Na trilogia “Fundação”, de Isaac Asimov, um “psicohistoriador” em um império galáctico distante descobre uma maneira de prever o futuro com tanta precisão que ele pode antecipar tanto a queda do império, quanto a forma como a civilização pode ser reconstruída com muito esforço. Isso permite que ele planeje um projeto —a tal “fundação” do título— que se estende para muito além de sua morte, completado por mensagens enviadas de tempos em tempos a seus herdeiros antecipando os desafios e crises pelos quais passarão.
Até que um dia, o plano falha, porque uma figura inerentemente imprevisível aparece: o Mulo, um Napoleão da política galáctica, cuja chegada foi difícil até mesmo para um “psicohistoriador” prever porque ele é literalmente um mutante, agraciado com o poder da telepatia por alguma reviravolta genética.
Donald Trump não é um telepata mutante. (Pelo menos acho que não —agências de checagem ainda trabalham a questão.) Mas os debates sobre como lidar com a maneira como ele desafia o sistema político americano se baseiam, em parte, no quanto se considera que ele se assemelha ao Mulo de Asimov.
Será que havia uma linha do tempo para a política americana do século 21 mais convencional e estável da qual Trump, com sua singular mistura de celebridade de tabloide, carisma de reality show, falta de noção e intuição demagógica, de alguma forma nos tirou?
Ou será que Trump é só uma expressão tipicamente americana de tentativas de reviver o nacionalismo em todo o mundo, ou precisamente o tipo de figura que uma “psicohistória” de nossa era poderia prever? E nesse caso, será que as tentativas de achar um jeito de destronar a elite provavelmente só acentuariam as contradições que geraram o trumpismo antes de qualquer coisa?

● **MATERIAL APRESENTADO**
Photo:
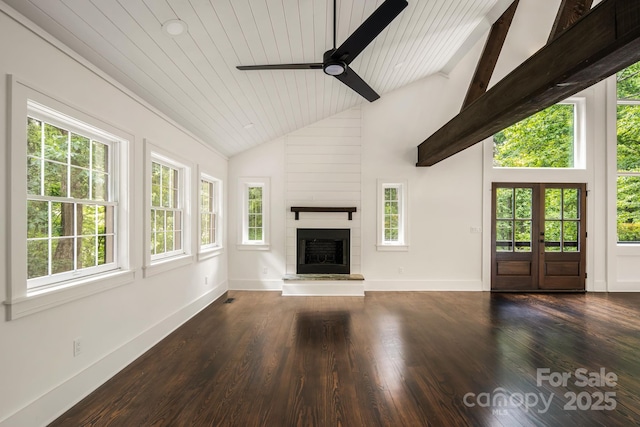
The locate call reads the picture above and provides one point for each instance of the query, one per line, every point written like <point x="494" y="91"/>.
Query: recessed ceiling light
<point x="174" y="27"/>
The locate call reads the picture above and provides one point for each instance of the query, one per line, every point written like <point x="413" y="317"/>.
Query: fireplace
<point x="323" y="251"/>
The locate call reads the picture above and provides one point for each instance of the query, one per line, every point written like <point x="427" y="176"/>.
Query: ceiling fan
<point x="335" y="62"/>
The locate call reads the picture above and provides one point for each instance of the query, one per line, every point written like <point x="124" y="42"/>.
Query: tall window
<point x="628" y="155"/>
<point x="255" y="213"/>
<point x="71" y="206"/>
<point x="167" y="209"/>
<point x="392" y="215"/>
<point x="544" y="140"/>
<point x="209" y="213"/>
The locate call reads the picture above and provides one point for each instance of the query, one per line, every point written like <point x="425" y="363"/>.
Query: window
<point x="167" y="208"/>
<point x="628" y="155"/>
<point x="548" y="139"/>
<point x="68" y="204"/>
<point x="210" y="235"/>
<point x="255" y="213"/>
<point x="392" y="225"/>
<point x="71" y="208"/>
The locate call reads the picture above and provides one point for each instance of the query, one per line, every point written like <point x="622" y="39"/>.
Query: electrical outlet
<point x="77" y="346"/>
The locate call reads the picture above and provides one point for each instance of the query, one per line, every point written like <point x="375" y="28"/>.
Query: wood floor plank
<point x="387" y="359"/>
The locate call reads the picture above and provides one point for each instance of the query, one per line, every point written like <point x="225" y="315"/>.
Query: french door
<point x="538" y="237"/>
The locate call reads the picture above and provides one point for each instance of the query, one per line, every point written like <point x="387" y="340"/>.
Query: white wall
<point x="445" y="252"/>
<point x="40" y="378"/>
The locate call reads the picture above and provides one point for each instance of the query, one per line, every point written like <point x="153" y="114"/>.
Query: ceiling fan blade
<point x="307" y="66"/>
<point x="368" y="30"/>
<point x="355" y="82"/>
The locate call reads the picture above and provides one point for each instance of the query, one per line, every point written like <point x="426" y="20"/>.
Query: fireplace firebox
<point x="323" y="251"/>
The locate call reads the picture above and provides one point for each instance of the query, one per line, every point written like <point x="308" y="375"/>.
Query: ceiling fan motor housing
<point x="332" y="67"/>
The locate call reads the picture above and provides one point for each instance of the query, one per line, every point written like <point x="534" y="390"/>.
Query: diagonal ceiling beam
<point x="603" y="42"/>
<point x="490" y="54"/>
<point x="570" y="11"/>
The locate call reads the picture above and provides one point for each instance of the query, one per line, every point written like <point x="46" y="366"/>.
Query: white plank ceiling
<point x="192" y="77"/>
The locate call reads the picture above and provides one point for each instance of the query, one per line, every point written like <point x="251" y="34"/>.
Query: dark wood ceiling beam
<point x="490" y="54"/>
<point x="570" y="11"/>
<point x="603" y="42"/>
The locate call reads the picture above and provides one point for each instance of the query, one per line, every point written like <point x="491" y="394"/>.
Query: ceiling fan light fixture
<point x="334" y="68"/>
<point x="174" y="27"/>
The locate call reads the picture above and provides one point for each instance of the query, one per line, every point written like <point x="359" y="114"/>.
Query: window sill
<point x="42" y="299"/>
<point x="392" y="248"/>
<point x="253" y="247"/>
<point x="164" y="265"/>
<point x="210" y="253"/>
<point x="628" y="249"/>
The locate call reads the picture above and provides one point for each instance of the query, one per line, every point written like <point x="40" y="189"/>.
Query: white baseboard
<point x="255" y="285"/>
<point x="423" y="285"/>
<point x="625" y="286"/>
<point x="598" y="286"/>
<point x="55" y="402"/>
<point x="369" y="285"/>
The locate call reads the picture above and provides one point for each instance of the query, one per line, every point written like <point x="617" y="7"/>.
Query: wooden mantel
<point x="298" y="209"/>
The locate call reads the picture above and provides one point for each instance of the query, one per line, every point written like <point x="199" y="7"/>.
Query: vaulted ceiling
<point x="192" y="77"/>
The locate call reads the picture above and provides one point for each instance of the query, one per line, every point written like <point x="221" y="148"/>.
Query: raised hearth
<point x="323" y="285"/>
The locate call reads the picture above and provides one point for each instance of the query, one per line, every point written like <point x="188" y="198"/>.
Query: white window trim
<point x="630" y="248"/>
<point x="216" y="248"/>
<point x="580" y="139"/>
<point x="185" y="256"/>
<point x="243" y="186"/>
<point x="20" y="300"/>
<point x="403" y="227"/>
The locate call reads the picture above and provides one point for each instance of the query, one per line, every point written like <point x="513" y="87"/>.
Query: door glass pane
<point x="570" y="203"/>
<point x="523" y="236"/>
<point x="553" y="203"/>
<point x="504" y="236"/>
<point x="570" y="236"/>
<point x="504" y="203"/>
<point x="524" y="201"/>
<point x="552" y="233"/>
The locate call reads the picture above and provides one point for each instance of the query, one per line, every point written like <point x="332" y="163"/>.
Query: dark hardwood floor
<point x="388" y="359"/>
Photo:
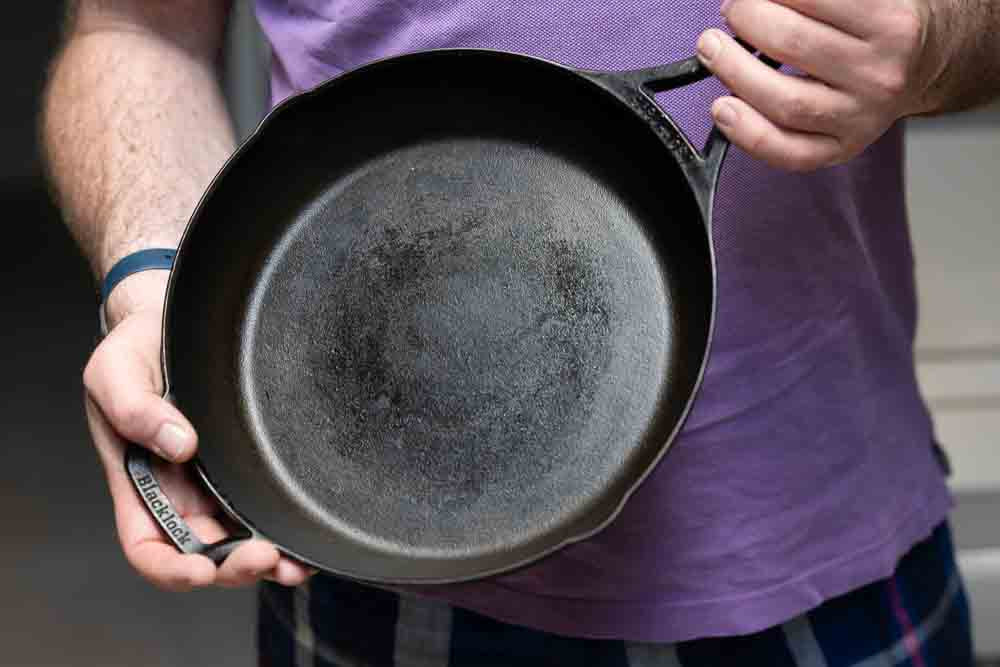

● **PEDIDO 1**
Repita fielmente a parte do trecho sobre Trump e o Mulo de Asimov que começa em “Será que havia” e segue até “de qualquer coisa?”.
● **PEDIDO 2**
Indique se cada afirmação abaixo está de acordo com o trecho sobre Trump e o Mulo de Asimov, respondendo sim ou não e citando literalmente as palavras do trecho que decidem a questão.
(a) O “psicohistoriador” consegue prever a queda do império galáctico.
(b) O trecho afirma que Donald Trump é um telepata mutante.
(c) A chegada do Mulo era fácil de prever para um “psicohistoriador”.

● **RESULTADO 1**
Será que havia uma linha do tempo para a política americana do século 21 mais convencional e estável da qual Trump, com sua singular mistura de celebridade de tabloide, carisma de reality show, falta de noção e intuição demagógica, de alguma forma nos tirou?
Ou será que Trump é só uma expressão tipicamente americana de tentativas de reviver o nacionalismo em todo o mundo, ou precisamente o tipo de figura que uma “psicohistória” de nossa era poderia prever? E nesse caso, será que as tentativas de achar um jeito de destronar a elite provavelmente só acentuariam as contradições que geraram o trumpismo antes de qualquer coisa?

● **RESULTADO 2**
(a) Sim: “ele pode antecipar tanto a queda do império”.
(b) Não: “Donald Trump não é um telepata mutante.”
(c) Não: “cuja chegada foi difícil até mesmo para um “psicohistoriador” prever”.